* **WHAT YOU NEED TO DO**
Every single entry needs to appear again exactly as given.

* **SUPPLIED DATA**
----

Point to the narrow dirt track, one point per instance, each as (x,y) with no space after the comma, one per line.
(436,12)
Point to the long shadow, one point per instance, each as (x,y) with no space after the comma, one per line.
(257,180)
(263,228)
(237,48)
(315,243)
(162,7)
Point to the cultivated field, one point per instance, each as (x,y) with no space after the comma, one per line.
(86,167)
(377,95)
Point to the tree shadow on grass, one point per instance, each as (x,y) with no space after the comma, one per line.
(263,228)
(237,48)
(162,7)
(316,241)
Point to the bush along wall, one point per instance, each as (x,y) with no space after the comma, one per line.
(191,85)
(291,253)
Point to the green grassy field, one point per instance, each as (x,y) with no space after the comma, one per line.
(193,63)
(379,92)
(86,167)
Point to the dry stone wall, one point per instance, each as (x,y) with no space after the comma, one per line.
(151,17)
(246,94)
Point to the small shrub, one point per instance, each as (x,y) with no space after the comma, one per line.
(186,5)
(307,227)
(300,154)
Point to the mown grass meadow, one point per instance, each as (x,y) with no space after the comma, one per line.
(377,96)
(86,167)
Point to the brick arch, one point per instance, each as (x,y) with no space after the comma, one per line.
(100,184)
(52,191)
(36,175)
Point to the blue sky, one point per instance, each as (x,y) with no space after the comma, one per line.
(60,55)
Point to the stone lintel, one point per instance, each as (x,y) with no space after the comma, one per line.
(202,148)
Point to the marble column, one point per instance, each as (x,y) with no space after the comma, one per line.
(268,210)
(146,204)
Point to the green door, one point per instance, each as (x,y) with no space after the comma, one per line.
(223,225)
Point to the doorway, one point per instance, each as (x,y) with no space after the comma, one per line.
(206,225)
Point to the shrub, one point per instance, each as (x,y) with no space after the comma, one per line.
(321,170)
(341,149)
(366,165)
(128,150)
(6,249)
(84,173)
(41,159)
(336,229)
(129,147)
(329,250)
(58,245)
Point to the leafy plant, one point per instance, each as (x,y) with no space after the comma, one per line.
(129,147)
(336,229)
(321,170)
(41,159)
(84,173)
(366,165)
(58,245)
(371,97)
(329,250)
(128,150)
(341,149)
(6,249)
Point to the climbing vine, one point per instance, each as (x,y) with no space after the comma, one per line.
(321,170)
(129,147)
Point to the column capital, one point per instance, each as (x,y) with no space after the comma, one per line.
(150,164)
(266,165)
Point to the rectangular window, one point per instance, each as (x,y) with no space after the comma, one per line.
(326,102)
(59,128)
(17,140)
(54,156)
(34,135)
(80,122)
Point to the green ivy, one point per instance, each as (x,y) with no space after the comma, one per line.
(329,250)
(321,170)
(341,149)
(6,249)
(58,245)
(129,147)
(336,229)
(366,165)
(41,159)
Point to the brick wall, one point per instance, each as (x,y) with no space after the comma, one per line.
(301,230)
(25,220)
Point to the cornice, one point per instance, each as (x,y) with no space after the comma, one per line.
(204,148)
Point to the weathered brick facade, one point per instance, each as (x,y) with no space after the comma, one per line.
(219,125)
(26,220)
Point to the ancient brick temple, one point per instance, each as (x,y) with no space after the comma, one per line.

----

* **EXERCISE SOLUTION**
Point to the narrow dirt track, one point per instance, each as (x,y) with no space after the comma, one per line.
(436,12)
Point to the long shadow, one point per instance, each as (x,y) with no space after the comma, one per line.
(257,180)
(263,228)
(237,48)
(315,243)
(162,7)
Point to the cultivated field, one point per instance, each as (x,y) with no space after the comma, one per line.
(86,167)
(377,95)
Point to the tree shadow on grass, one point per instance, each as (x,y) with no space after the comma, one per line.
(263,228)
(237,48)
(162,7)
(316,241)
Point to the bush along wall, one point per instance, each as (x,y) with no space after the comma, one per line.
(191,85)
(291,253)
Point to the green grassy field, one point per instance, each as (x,y) with no space after the comma, one per line.
(193,63)
(379,92)
(86,167)
Point to the dry stone wall, one point per instance, each as (x,y) with no space after the comma, one per line.
(151,17)
(246,94)
Point to the small shrub, one point per instance, each as (x,y) with no space after the comma, one per line.
(186,5)
(307,227)
(300,154)
Point to the mown grass meadow, one point per instance, each as (x,y) with no space after the comma, one per line.
(377,96)
(86,167)
Point to the brick arch, one point per instance, each as (x,y) with no space after the comma, one per line.
(100,184)
(52,191)
(36,175)
Point to the blue sky, one point per instance, each as (x,y) with no space after the comma, one per line.
(60,55)
Point to the stone lintel, one point per instance, each as (x,y) with no space after the comma, one per line.
(202,148)
Point to the marble column, one point per instance, each as (x,y) with no space after the comma, one per line.
(268,210)
(146,204)
Point to the green door, one point per instance, each as (x,y) with no space after the comma, one per line.
(223,225)
Point to the doorway, one point per instance, each as (x,y) with no space after the comma, one per line.
(206,225)
Point to the shrub, one point per instance, each as (x,y) with no space after the comma, one per line.
(321,170)
(341,149)
(366,165)
(128,150)
(6,249)
(84,173)
(41,159)
(336,229)
(129,147)
(329,250)
(58,245)
Point to the leafy plant, one point per instance, each as (x,y) with no space after the comma, one per line.
(129,147)
(336,229)
(321,170)
(41,159)
(84,173)
(366,165)
(58,245)
(371,97)
(329,250)
(128,150)
(341,149)
(6,249)
Point to the climbing vine, one point per instance, each as (x,y) with no space after the comma, one per line.
(321,170)
(129,147)
Point to the column capital, one point per instance, each as (x,y) with no space after the comma, one per line.
(150,164)
(266,165)
Point to the rectangular window, one point per instance, each as (x,y) with no space after the comma, one per line.
(326,102)
(59,128)
(17,140)
(54,156)
(34,135)
(80,122)
Point to the green ivy, one point per instance, each as (x,y) with no space after the comma, one per line.
(329,250)
(321,170)
(341,149)
(6,249)
(58,245)
(129,147)
(336,229)
(366,165)
(41,159)
Point to the brick wall, one point per instance, each as (x,y) with no space after the comma, one per line.
(301,230)
(25,220)
Point to the cornice, one point per instance, each as (x,y) with no space after the comma, one per line.
(204,148)
Point to the weathered brick facade, one point per instance, each as (x,y) with no space after the comma, one per line.
(219,125)
(26,220)
Point to the ancient brick temple, one point per instance, each as (x,y) with no space after the comma, one per line.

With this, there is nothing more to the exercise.